**** Excerpt to read
Each year, participants may contribute up to 16% of eligible pre-tax annual compensation and up to an additional 10% of eligible after-tax annual compensation as a supplemental contribution, as defined in the Plan document. Total contributions may not exceed 20% of eligible compensation. Participants may also contribute amounts representing distributions from other qualified defined benefit or defined contribution plans.

 

Under current Plan provisions, Company contributions are 50% of the first 6% of the participant’s basic contributions. Additional amounts may be contributed at the option of the Company’s board of directors.

 

After receiving proper notification, automatically enrolled eligible employees begin making before-tax contributions to the Plan in an amount of 3% of their pay. If an automatically enrolled employee does not wish to participate in the Plan, the employee may disenroll electronically, making such an election with JPMorgan Chase Bank (“JP Morgan”), the Trustee.

 

Participants have the ability under the Plan to direct their contributions into a number of investment options offered by the Plan.  Participants may also choose an investment advisor option wherein ProManage, Inc. directs the allocation of the balance in the individual participant’s account among the various investment options offered by the Plan.  Participants can opt out of the ProManage program or change their investment options at any time through the Trustee.

 

4



 

Participant Accounts

 

Each participant’s account is credited with the participant’s contributions and allocations of the Company’s contributions and Plan investment results, and is charged with an allocation of administrative fees. Allocations are based on participant earnings or account balances, as defined. The benefit to which a participant is entitled is the benefit that can be provided from the participant’s vested account.

 

Vesting

 

Participants are immediately vested in their contributions plus actual earnings thereon.

 

Vesting in the Company contribution portion of their accounts plus actual earnings thereon is based on completed years of service as follows:

 

Years of Service

 

Vested
Percentage

 

 

 

 

 

Less than one year

 

0

%

One

 

20

%

Two

 

40

%

Three

 

60

%

Four

 

80

%

Five or more years

 

100

%

 

All employees are fully vested upon attaining age 65, death or disability, or upon the termination or discontinuation of the Plan.
********
**** Raw data
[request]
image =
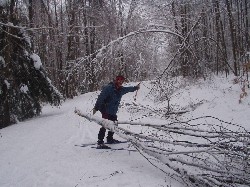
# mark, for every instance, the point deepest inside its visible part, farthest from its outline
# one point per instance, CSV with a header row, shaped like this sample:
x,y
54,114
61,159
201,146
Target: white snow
x,y
41,152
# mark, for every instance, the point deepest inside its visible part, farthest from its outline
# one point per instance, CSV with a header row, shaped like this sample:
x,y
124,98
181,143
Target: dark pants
x,y
102,130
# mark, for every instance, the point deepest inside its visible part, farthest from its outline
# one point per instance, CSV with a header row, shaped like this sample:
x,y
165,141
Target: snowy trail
x,y
41,152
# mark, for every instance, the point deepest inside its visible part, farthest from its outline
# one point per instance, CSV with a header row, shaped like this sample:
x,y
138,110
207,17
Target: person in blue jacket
x,y
108,102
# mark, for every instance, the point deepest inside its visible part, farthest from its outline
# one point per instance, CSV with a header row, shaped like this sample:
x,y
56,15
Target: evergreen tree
x,y
24,84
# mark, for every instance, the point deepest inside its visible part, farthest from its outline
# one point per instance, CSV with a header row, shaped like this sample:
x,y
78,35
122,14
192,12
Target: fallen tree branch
x,y
210,154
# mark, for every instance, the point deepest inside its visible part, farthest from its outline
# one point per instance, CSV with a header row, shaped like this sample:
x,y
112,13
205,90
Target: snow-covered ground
x,y
43,152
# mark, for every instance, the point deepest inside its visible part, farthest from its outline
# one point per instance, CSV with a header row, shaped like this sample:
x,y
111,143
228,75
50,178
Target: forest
x,y
52,50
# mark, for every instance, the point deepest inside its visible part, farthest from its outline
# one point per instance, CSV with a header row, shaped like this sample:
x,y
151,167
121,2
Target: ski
x,y
91,144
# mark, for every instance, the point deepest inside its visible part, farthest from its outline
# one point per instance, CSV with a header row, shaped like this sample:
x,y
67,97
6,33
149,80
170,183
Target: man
x,y
107,103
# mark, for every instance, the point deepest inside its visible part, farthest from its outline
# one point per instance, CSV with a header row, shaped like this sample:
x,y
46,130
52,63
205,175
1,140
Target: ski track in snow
x,y
41,152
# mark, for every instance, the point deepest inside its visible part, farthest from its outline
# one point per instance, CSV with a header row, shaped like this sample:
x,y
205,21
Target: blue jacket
x,y
109,99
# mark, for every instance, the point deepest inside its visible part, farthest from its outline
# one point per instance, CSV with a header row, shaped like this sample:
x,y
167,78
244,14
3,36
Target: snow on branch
x,y
204,151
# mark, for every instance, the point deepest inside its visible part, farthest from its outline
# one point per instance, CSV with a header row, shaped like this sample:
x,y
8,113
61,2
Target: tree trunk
x,y
233,36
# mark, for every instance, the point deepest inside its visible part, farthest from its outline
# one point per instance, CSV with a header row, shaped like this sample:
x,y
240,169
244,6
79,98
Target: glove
x,y
94,111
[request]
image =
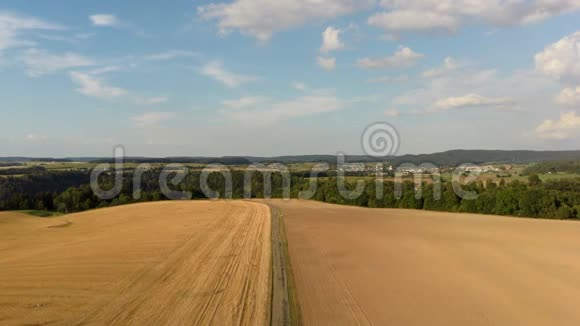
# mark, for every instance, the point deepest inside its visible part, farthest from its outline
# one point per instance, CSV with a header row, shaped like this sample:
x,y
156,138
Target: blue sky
x,y
260,77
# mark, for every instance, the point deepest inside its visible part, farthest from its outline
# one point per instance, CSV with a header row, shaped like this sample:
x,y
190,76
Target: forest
x,y
70,191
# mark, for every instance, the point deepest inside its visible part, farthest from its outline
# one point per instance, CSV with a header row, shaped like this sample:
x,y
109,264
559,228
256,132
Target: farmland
x,y
147,264
403,267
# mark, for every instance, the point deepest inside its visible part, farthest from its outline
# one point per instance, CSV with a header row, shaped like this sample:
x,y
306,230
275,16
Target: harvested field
x,y
357,266
167,263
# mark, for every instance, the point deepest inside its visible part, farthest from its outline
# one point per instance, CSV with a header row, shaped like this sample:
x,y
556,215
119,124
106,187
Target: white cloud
x,y
106,69
326,63
217,71
388,79
12,26
244,102
35,138
567,126
105,20
403,58
151,100
569,96
331,40
171,54
272,112
449,64
152,119
392,113
561,60
413,20
300,86
95,87
469,100
39,62
400,16
262,18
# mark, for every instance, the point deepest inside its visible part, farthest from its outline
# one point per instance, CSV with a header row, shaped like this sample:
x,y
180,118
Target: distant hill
x,y
448,158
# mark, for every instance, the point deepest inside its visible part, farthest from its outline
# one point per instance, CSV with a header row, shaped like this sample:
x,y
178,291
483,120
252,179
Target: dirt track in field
x,y
356,266
168,263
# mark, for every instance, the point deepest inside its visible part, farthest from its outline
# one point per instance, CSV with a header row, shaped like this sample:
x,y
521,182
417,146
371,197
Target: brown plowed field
x,y
168,263
356,266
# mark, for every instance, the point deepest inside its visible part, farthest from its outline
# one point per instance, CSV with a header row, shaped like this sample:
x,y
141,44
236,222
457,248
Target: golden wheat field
x,y
358,266
167,263
209,263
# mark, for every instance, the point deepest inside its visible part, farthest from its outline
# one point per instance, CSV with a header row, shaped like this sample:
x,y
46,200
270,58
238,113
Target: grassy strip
x,y
294,304
38,213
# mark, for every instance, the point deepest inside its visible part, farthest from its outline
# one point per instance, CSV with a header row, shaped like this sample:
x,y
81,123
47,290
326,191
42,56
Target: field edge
x,y
285,308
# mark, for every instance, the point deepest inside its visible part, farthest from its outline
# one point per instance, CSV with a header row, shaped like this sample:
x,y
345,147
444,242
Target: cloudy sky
x,y
262,77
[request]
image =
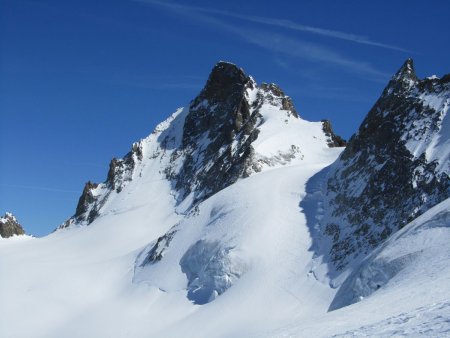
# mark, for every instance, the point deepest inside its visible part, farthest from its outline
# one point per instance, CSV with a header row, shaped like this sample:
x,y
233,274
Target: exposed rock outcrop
x,y
394,168
9,226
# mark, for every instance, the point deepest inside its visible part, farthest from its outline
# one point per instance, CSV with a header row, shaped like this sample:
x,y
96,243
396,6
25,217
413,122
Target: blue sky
x,y
80,81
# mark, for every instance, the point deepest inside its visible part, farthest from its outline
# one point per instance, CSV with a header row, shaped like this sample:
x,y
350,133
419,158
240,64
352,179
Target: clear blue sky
x,y
81,80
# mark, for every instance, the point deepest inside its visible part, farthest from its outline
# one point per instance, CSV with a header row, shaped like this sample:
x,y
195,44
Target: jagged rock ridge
x,y
215,149
9,226
394,168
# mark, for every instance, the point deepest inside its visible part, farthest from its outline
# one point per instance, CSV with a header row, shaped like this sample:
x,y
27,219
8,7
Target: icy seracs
x,y
236,217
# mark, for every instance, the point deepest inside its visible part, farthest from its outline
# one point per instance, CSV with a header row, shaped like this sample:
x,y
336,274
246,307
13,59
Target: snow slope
x,y
79,282
138,260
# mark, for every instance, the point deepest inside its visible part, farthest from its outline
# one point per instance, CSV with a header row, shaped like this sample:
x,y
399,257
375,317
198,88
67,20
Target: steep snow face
x,y
234,128
420,248
394,168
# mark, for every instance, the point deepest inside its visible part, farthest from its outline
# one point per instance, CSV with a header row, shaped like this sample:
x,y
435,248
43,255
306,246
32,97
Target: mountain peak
x,y
406,73
224,80
9,226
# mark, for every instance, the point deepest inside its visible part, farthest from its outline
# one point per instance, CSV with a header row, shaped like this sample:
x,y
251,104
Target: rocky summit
x,y
208,145
393,169
235,205
9,226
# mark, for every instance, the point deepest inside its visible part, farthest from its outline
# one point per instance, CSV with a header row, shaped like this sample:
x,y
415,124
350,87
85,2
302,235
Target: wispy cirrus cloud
x,y
281,23
32,187
274,42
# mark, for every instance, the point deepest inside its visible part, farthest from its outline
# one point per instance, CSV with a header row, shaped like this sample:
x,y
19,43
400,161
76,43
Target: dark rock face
x,y
95,195
157,250
9,226
333,139
217,134
215,149
378,186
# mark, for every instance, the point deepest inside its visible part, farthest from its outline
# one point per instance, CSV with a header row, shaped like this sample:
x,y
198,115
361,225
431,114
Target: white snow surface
x,y
89,281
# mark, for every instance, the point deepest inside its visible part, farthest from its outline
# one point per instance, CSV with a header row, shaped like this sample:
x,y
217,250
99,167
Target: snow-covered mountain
x,y
237,218
394,168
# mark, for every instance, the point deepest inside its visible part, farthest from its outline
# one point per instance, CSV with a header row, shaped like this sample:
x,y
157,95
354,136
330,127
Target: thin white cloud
x,y
282,23
278,43
30,187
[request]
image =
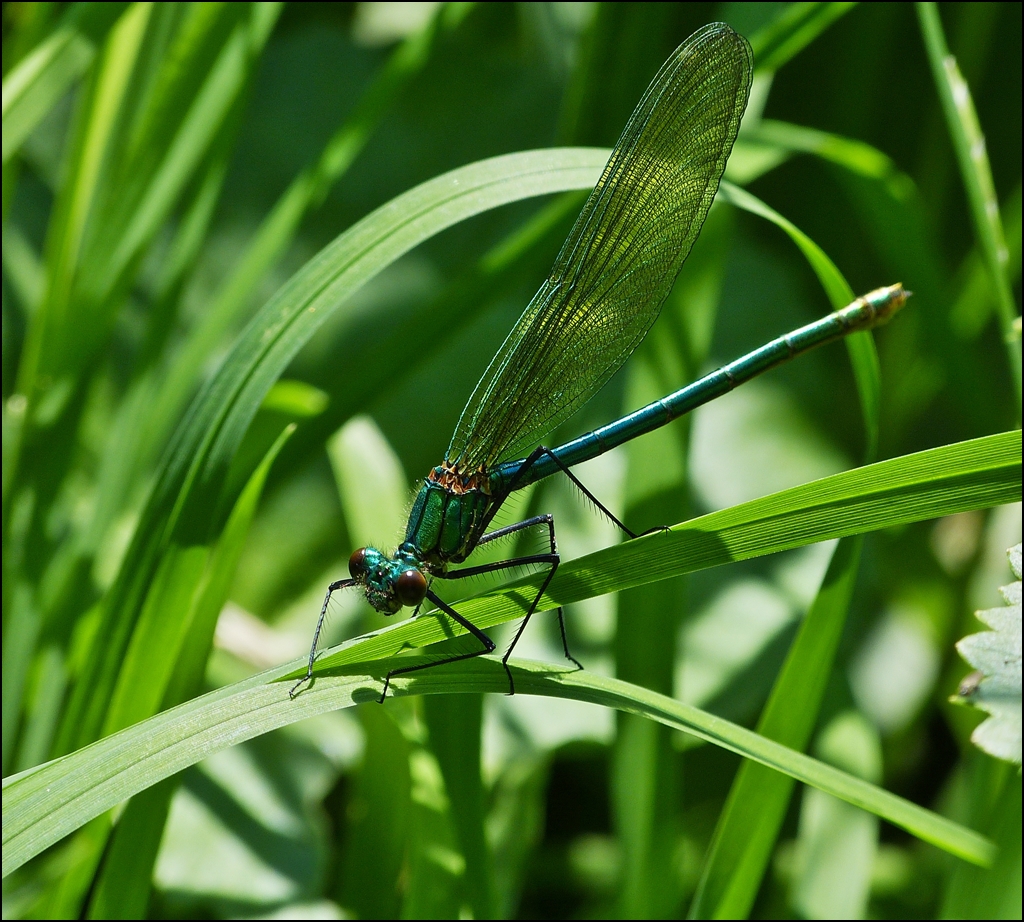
********
Required task: Extend the passage on the savings plan's contributions and vesting, picking up after its last sentence. The records have no connection to the text.

Output of the task:
Forfeitures

 

Forfeited balances of terminated participants’ nonvested accounts are used to restore accounts for employees who are rehired, to pay Plan fees and expenses or to decrease supplemental Company contributions, if any. Forfeited nonvested accounts totaled approximately $56,000 and $44,000 as of December 31, 2007 and 2006, respectively.  For the year ended December 31, 2007, forfeited nonvested accounts totaling approximately $51,000 were used to reduce Company contributions.  For the year ended December 31, 2006, there were no forfeitures used to reduce Company contributions.

 

Payment of Benefits

 

Following termination of service, if the participant’s vested account balance is less than $1,000, the participant must take a lump-sum distribution of their vested account balance.  Otherwise, the participant may elect to receive a distribution of their vested account balance at any time.

 

Participants may withdraw all or part of their after-tax contributions or earnings thereon only once in any 12-month period. In the event of financial hardship, there are provisions in the Plan, subject to limitations, which will permit an active participant to withdraw before-tax contributions and related earnings.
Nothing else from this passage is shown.